§ **Excerpted records**
#####

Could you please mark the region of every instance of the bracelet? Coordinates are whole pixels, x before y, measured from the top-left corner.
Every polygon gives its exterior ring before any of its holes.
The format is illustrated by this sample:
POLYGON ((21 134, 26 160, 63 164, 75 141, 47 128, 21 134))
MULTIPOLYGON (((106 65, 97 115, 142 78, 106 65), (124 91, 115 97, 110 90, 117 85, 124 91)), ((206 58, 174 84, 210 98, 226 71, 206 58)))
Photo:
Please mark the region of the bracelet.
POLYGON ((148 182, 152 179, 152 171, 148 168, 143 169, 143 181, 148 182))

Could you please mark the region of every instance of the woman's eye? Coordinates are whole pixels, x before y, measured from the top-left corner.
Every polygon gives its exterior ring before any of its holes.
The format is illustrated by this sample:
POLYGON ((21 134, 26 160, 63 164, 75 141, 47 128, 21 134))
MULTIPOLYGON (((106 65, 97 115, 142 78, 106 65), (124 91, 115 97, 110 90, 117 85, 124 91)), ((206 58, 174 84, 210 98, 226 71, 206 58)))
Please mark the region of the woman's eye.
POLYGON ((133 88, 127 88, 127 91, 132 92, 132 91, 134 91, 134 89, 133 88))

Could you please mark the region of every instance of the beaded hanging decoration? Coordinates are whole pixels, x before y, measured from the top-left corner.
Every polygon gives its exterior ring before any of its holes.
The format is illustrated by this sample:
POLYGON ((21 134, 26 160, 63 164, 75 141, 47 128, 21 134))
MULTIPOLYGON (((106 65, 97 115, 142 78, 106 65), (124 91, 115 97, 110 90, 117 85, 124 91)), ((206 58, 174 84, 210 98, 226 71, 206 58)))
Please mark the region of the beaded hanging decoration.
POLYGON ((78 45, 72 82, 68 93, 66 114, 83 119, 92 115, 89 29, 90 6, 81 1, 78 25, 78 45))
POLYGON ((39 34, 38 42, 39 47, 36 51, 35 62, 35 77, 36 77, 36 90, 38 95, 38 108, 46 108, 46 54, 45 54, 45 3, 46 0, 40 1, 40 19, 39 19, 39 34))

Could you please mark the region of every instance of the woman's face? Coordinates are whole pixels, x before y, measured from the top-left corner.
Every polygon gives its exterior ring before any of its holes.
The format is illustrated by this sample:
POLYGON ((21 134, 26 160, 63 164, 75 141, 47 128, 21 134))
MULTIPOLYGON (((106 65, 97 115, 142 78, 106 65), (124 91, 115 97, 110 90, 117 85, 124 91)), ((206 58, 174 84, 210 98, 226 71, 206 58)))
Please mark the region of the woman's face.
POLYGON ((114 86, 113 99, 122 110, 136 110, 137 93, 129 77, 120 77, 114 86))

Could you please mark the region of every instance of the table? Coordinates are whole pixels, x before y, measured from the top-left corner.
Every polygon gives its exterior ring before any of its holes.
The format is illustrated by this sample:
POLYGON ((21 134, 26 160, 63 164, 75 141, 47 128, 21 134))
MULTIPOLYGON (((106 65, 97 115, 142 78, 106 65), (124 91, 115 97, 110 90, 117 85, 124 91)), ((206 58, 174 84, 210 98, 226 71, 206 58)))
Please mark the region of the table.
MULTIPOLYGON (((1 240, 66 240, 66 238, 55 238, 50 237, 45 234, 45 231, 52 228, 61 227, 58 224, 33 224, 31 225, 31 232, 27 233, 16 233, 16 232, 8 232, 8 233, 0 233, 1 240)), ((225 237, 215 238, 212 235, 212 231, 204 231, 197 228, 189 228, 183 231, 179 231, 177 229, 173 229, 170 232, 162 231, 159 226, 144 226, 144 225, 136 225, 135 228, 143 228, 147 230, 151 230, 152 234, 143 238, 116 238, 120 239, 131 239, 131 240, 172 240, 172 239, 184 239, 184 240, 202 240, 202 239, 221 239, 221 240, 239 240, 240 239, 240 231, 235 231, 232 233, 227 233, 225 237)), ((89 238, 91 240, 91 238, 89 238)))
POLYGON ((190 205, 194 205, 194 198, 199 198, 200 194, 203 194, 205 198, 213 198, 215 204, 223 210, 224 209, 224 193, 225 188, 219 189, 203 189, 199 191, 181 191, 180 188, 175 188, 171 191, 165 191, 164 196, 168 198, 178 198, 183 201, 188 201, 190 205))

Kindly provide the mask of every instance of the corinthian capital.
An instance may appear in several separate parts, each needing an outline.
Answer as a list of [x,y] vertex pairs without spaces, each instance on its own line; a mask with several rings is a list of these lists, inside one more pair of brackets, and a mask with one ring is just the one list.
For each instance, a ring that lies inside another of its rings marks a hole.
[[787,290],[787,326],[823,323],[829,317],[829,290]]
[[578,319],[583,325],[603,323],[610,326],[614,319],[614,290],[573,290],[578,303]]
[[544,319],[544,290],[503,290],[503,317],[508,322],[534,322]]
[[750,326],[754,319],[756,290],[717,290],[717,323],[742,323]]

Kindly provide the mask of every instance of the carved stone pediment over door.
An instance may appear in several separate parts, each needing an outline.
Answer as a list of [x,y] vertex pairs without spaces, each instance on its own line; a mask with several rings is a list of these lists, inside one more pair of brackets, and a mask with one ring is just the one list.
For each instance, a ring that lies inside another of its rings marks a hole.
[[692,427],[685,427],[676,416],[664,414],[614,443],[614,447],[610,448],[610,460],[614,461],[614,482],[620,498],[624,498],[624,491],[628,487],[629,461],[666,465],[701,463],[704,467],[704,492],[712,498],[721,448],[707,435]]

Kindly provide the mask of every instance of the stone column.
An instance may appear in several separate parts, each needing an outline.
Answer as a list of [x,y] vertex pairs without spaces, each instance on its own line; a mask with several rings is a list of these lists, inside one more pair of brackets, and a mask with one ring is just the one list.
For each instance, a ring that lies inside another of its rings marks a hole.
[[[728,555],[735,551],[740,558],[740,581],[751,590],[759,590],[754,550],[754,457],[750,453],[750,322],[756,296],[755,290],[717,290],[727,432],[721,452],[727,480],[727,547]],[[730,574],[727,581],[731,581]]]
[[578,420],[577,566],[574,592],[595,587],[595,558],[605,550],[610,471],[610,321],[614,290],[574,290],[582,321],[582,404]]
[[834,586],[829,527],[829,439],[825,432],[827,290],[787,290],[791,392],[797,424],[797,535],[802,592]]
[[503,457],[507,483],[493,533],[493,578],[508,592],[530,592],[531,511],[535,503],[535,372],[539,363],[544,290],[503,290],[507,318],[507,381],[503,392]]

#####

§ **Set task**
Reproduce all of the items above, replacing every occurrence of "top-left corner" with "upper-left corner" and leaving everything else unchanged.

§ **Finished answer**
Could you please mark the region of every instance of the bracelet? Coordinates are whole pixels, x before y, measured from the upper-left corner.
Every polygon gives its exterior ring before any of its holes.
The format is illustrated by this sample:
POLYGON ((21 134, 26 160, 63 164, 75 141, 47 128, 21 134))
MULTIPOLYGON (((106 65, 97 115, 142 78, 106 65), (124 91, 115 97, 110 90, 117 85, 124 91)), ((206 58, 174 84, 210 98, 226 71, 206 58)))
Photo:
Please mark the region of the bracelet.
POLYGON ((148 182, 152 179, 152 171, 148 168, 143 169, 143 181, 148 182))

Could you please mark the region of every instance of the woman's eye? Coordinates are whole pixels, x before y, measured from the upper-left corner.
Every polygon gives its exterior ring before any of its holes.
The format is illustrated by this sample:
POLYGON ((21 134, 26 160, 63 164, 75 141, 47 128, 21 134))
MULTIPOLYGON (((106 65, 97 115, 142 78, 106 65), (124 91, 115 97, 110 90, 117 85, 124 91)), ((206 58, 174 84, 210 98, 226 71, 206 58)))
Please mark the region of the woman's eye.
POLYGON ((133 88, 127 88, 127 91, 132 92, 132 91, 134 91, 134 89, 133 88))

Could you please mark the region of every instance of the beaded hanging decoration? Coordinates are whole pixels, x before y, measured from the upper-left corner.
Every polygon gives its exterior ring before any of its holes.
The format is illustrated by this sample:
POLYGON ((21 134, 26 160, 63 164, 75 141, 47 128, 21 134))
MULTIPOLYGON (((106 65, 97 115, 142 78, 106 65), (124 91, 115 97, 110 90, 117 85, 124 91)), ((206 58, 174 84, 210 98, 226 71, 206 58)))
Please mark the region of the beaded hanging decoration.
POLYGON ((78 45, 72 82, 68 93, 66 114, 83 119, 92 115, 89 29, 90 6, 81 1, 78 25, 78 45))
POLYGON ((39 34, 38 42, 39 47, 36 51, 35 62, 35 77, 36 77, 36 90, 38 95, 38 108, 46 108, 46 54, 45 54, 45 3, 46 0, 40 1, 40 19, 39 19, 39 34))

Could you please mark the region of every instance of the woman's face? Coordinates are whole pixels, x before y, measured from the upper-left corner.
Every polygon gives its exterior ring before any of its holes.
The format is illustrated by this sample:
POLYGON ((21 134, 26 160, 63 164, 75 141, 47 128, 21 134))
MULTIPOLYGON (((106 65, 97 115, 142 78, 106 65), (124 91, 115 97, 110 90, 117 85, 124 91)), ((206 58, 174 84, 210 98, 226 71, 206 58)))
Please mark the region of the woman's face.
POLYGON ((114 86, 113 99, 122 110, 136 110, 137 93, 129 77, 120 77, 114 86))

Could you please mark the region of every instance of the table? Coordinates are whole pixels, x before y, measured from the upper-left corner.
Every polygon gives its exterior ring before any of its holes.
The format is illustrated by this sample:
POLYGON ((21 134, 26 160, 63 164, 75 141, 47 128, 21 134))
MULTIPOLYGON (((106 65, 97 115, 142 78, 106 65), (124 91, 115 97, 110 90, 117 85, 124 91)), ((206 58, 174 84, 210 98, 226 71, 206 58)))
Please mark the region of the table.
MULTIPOLYGON (((1 240, 66 240, 66 238, 55 238, 50 237, 45 234, 45 231, 52 228, 61 227, 58 224, 33 224, 31 225, 31 232, 27 233, 16 233, 16 232, 8 232, 8 233, 0 233, 1 240)), ((225 237, 215 238, 212 235, 212 231, 204 231, 197 228, 189 228, 183 231, 179 231, 177 229, 173 229, 170 232, 162 231, 159 226, 144 226, 144 225, 136 225, 135 228, 143 228, 147 230, 151 230, 152 234, 143 238, 116 238, 120 239, 131 239, 131 240, 172 240, 172 239, 184 239, 184 240, 202 240, 202 239, 221 239, 221 240, 239 240, 240 239, 240 231, 235 231, 232 233, 227 233, 225 237)), ((89 238, 91 240, 91 238, 89 238)))
POLYGON ((190 205, 194 205, 194 198, 199 198, 200 194, 203 194, 205 198, 213 198, 215 204, 223 210, 224 209, 224 193, 225 188, 219 189, 203 189, 199 191, 181 191, 180 188, 175 188, 171 191, 165 191, 164 196, 168 198, 178 198, 183 201, 188 201, 190 205))

Kindly provide the mask of every instance of the corinthian capital.
An instance may appear in several separate parts, each needing an outline.
Answer as a list of [x,y] vertex pairs without spaces, each instance on its own line; a mask with several rings is a list of these lists, inside one more pair of brackets, and a mask with one ring is just the one list.
For each instance, a ring that lies inside another of its rings marks a hole.
[[787,290],[787,326],[823,323],[829,317],[829,290]]
[[578,319],[583,325],[603,323],[610,326],[614,319],[614,290],[573,290],[578,303]]
[[544,319],[544,290],[503,290],[503,317],[508,322],[534,322]]
[[750,326],[754,319],[756,290],[717,290],[717,323],[742,323]]

Kindly provide the mask of every instance of the carved stone pediment over door.
An instance may appear in several separate parts, each needing an outline.
Answer as a list of [x,y] vertex pairs without spaces, each instance on its own line; a mask with several rings is a list of these lists, inside one more pair of brackets, and a mask with one ring is just the one list.
For each instance, a ring that lies inside another of its rings marks a hole.
[[692,427],[685,427],[676,416],[664,414],[614,443],[614,447],[610,448],[610,460],[614,461],[614,482],[620,498],[624,498],[624,491],[628,487],[629,461],[666,465],[701,463],[704,467],[704,492],[712,498],[721,448],[707,435]]

Kindly provide the mask of every instance of the stone column.
An instance may appear in several separate parts, each needing an outline.
Answer as a list of [x,y] vertex pairs without spaces, each instance on its own line; a mask with several rings is a list of these lists, inside one more pair of brackets, and a mask with one ring is just the one list.
For each instance, a ring that lies inside another of its rings marks a hole.
[[[728,555],[735,551],[740,558],[740,581],[751,590],[759,590],[754,550],[754,457],[750,453],[750,322],[756,296],[755,290],[717,290],[727,432],[721,452],[727,480],[727,547]],[[730,574],[727,581],[731,581]]]
[[578,420],[577,566],[574,592],[595,587],[595,558],[605,550],[610,471],[610,321],[614,290],[574,290],[582,321],[582,404]]
[[834,586],[829,527],[829,439],[825,432],[827,290],[787,290],[791,392],[797,424],[797,535],[802,592]]
[[503,457],[507,483],[493,533],[493,578],[508,592],[530,592],[531,511],[535,503],[535,372],[539,363],[544,290],[503,290],[507,318],[507,381],[503,392]]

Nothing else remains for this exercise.